**Exercise prompt:** Please transcribe every record below exactly as it appears.

**Data shown:**
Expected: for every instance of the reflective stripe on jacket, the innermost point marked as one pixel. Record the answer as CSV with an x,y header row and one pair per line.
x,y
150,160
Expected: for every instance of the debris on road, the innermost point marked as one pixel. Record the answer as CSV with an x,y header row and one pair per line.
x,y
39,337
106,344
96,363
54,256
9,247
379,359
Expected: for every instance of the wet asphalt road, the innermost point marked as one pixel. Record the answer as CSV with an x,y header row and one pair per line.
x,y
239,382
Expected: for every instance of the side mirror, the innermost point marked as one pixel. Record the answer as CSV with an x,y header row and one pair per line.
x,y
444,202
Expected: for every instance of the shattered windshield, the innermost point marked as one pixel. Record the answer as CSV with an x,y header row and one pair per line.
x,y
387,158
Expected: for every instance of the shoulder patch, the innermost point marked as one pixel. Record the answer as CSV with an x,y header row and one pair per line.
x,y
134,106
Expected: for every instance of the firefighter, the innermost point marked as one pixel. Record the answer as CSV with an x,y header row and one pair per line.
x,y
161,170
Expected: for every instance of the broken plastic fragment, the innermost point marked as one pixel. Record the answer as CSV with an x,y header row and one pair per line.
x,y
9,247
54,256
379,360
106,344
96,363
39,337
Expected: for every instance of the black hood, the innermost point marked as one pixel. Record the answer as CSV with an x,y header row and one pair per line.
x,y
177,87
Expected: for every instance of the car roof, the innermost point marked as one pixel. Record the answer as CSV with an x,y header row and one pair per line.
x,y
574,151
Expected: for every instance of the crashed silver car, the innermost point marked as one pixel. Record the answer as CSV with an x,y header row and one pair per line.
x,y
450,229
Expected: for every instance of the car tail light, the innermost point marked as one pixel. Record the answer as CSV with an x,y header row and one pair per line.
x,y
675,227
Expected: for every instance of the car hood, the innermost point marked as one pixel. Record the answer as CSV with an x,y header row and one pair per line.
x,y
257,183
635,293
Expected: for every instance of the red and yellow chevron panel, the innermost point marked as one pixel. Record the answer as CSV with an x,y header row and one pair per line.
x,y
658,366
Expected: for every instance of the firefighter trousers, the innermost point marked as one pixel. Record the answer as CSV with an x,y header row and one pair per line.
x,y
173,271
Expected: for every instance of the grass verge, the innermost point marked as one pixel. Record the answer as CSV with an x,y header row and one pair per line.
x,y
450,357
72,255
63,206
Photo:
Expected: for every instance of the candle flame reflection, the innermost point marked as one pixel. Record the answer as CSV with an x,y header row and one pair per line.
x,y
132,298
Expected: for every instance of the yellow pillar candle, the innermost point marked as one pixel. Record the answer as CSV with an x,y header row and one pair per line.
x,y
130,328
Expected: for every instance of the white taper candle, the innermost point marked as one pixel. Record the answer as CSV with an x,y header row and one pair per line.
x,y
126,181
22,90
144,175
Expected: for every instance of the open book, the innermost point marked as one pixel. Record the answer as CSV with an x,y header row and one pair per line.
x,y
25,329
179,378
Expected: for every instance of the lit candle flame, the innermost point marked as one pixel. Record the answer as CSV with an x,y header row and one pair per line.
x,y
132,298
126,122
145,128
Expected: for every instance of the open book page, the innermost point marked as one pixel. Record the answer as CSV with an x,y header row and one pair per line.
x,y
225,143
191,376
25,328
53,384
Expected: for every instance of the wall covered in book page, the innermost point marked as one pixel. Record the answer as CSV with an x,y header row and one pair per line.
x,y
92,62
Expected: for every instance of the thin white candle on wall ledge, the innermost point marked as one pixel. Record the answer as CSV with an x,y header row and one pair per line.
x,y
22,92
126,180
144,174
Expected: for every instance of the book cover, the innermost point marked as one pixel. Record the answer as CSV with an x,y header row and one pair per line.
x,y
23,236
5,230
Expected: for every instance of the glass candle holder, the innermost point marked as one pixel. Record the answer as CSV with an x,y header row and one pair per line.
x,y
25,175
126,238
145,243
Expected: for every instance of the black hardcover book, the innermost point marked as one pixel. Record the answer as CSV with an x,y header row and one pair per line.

**Response below:**
Expected: for every instance of the reflective stripe on jacket, the innermost point marked as one pixel. Record the answer as CSV with an x,y header row and one pair per line.
x,y
150,160
Expected: for every instance of the debris on road, the innermost point marked as one pixel. Record the answer as CSV with an x,y header row and one pair per line.
x,y
39,337
106,344
96,363
54,256
9,247
379,359
Expected: for every instance of the wet asphalt road, the innermost point marked as one pixel. Record the answer as CSV with an x,y header row and one pair per line.
x,y
239,382
Expected: for every instance of the side mirror, the innermost point marked as one pixel. Record the answer as CSV with an x,y header row and one pair per line.
x,y
444,202
Expected: for every instance of the shattered windshield, the innermost point marked as one pixel. Record the answer as CSV with an x,y header row and one pair per line.
x,y
387,158
Expected: for every instance of the shoulder patch, the innermost point marked as one pixel. Record the answer as CSV with an x,y header row and one pair per line.
x,y
134,106
Expected: for every instance of the firefighter, the innermost point marked as one pixel. Record the answer as CSV with an x,y header row and one pair per line.
x,y
161,170
Expected: for every instance of the broken plastic fragment, the innermost point marked as one pixel. Record the answer as CSV with an x,y header row and one pair per line.
x,y
9,247
54,256
379,360
106,344
96,363
39,337
Expected: for every instance of the black hood, the innermost point marked as one pixel. Record the answer as CSV with an x,y header row and one pair per line.
x,y
177,87
Expected: for every instance of the car roof, the innermost point marked as one pixel. Record the answer as CSV with an x,y header row and one pair per line.
x,y
574,151
Expected: for every instance of the crashed silver car, the innermost point marked as one pixel. Record the answer as CSV with an x,y header row and one pair per line.
x,y
450,229
Expected: for every instance of the car tail light, the innermost point marked as one pixel. Record the answer as CSV with an x,y header row and one pair per line.
x,y
675,227
Expected: for every instance of the car hood, the innermost point marked as one pixel. Record the answer as CSV with an x,y header row and one pair per line.
x,y
257,183
635,293
Expected: for every instance of the red and yellow chevron panel, the innermost point marked as one pixel. Record the answer as CSV with an x,y header row and one pair per line.
x,y
658,366
Expected: for every instance of the firefighter trousers, the innermost point marked as one pixel. Record the answer as CSV with an x,y header row and one pair per line.
x,y
173,271
Expected: for every instance of the grass verge, the innermost point marked as one pixel. Record the answer as CSV with an x,y header row and one pair per line.
x,y
450,357
72,255
63,206
Photo:
Expected: for every instance of the candle flame reflection, the innermost point marked as one pixel. Record the answer as CSV with an x,y header row and one pair per line.
x,y
132,298
Expected: for every instance of the yellow pillar candle, the innermost point marked as one pixel. Record the answer as CSV with an x,y header row and one pair per line.
x,y
130,328
Expected: for every instance of the white taper candle, the innermost point marked as one pixel. Record the answer as CSV with an x,y header row and one pair per line.
x,y
126,181
22,90
144,175
Expected: for every instance of the open book, the innermost point marked as one pixel. Record the answer as CSV with an x,y header row and one pair per line.
x,y
25,329
179,378
Expected: for every instance of the lit candle flame, the innermost point marked as one pixel. Record the answer as CSV with an x,y header row and one pair per line.
x,y
132,298
126,122
145,128
Expected: for every instance of the open book page, the innermost point marked as one pixel. Record the answer as CSV with an x,y header row and one pair per line.
x,y
225,143
191,376
25,328
53,384
Expected: for every instance of the wall covered in book page, the innermost point marked as one pixel. Record the answer as CSV with an x,y header row and one pair per line.
x,y
92,62
Expected: for every instance of the thin white candle on wall ledge, the innermost point marked as one pixel. Record the answer as CSV with an x,y header row and one pair per line.
x,y
22,92
126,180
144,174
Expected: for every instance of the book cover, the innermost point marked as one pixel. Record the answer as CSV with an x,y header row and one pair per line.
x,y
23,236
5,230
Expected: for every instance of the glass candle holder, the innermost point marked as one pixel. Record the answer as CSV with an x,y header row and one pair per line.
x,y
25,175
126,238
145,243
Expected: for every instance of the black hardcover book, the innermost point marked as one pixel. Record the answer as CSV with an x,y header row and one pair per line.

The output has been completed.